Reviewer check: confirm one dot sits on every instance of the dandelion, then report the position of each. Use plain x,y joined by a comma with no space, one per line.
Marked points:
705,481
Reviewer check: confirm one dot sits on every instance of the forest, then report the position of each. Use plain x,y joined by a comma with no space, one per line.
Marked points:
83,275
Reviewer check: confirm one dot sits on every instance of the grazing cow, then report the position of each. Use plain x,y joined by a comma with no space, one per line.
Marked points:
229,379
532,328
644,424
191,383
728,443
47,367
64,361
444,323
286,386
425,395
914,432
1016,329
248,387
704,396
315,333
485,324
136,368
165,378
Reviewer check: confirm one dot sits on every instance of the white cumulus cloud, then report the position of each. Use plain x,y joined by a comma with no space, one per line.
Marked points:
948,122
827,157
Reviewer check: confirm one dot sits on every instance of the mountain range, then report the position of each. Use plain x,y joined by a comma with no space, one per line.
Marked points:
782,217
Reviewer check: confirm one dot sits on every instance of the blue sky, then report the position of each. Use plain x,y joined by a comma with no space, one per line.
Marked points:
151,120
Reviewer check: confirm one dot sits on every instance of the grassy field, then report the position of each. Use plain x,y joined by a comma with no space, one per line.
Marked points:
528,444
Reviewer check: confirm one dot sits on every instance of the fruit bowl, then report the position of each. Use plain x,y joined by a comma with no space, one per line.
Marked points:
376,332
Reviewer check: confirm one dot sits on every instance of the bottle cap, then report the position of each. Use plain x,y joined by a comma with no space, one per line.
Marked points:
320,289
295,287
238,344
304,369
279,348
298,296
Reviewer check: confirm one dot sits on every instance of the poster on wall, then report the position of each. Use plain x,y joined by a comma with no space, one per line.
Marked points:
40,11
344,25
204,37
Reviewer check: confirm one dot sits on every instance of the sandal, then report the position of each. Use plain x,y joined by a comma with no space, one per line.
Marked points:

※

** 과제 **
목록에서 "of the white"이 들어 있는 줄부터 목록 끝까지를 다시 쓰되, "Reviewer check"를 모두 "Annotator check"로 바꾸고 나머지는 그대로 두시오.

** 답안 **
Annotator check: confirm one dot sits on every instance of the white cumulus cloud, then report the position of each. Use plain x,y joined by a comma with no space, one per line.
Marked points:
948,122
827,157
Annotator check: confirm one dot sits on every instance of the mountain range, then report the position of each. Use plain x,y joined by a comma with no space, one per line.
Marked points:
782,217
Annotator check: confirm one dot sits on every instance of the blue sky, then report the position of each. Use plain x,y joined by a comma with no space, one per line.
Marked points:
151,120
Annotator check: confirm one dot sits on every instance of the grassy field, then report the position of each. Use plain x,y joined by a comma with no space, one per line.
Marked points:
528,444
Annotator check: confirm one dot sits on every instance of the fruit bowl, then report the position of each. Use plain x,y joined by a comma with no space, one per line.
Marked points:
376,332
Annotator check: confirm one dot sits on every instance of the bottle cap, then report the position of each. Use plain x,y joined by a comma with no space, one per line.
Marked points:
320,289
295,287
238,344
304,369
279,348
298,296
Annotator check: confirm one dot sits on every instance of the poster on wall, then report the position of each. Use plain x,y joined by a comma with no space, one per line.
Marked points:
40,11
344,25
204,37
Annotator check: confirm one dot sits on every instance of the sandal, then report the position of each. Use plain x,y joined by a comma with no space, one per line.
Marked points:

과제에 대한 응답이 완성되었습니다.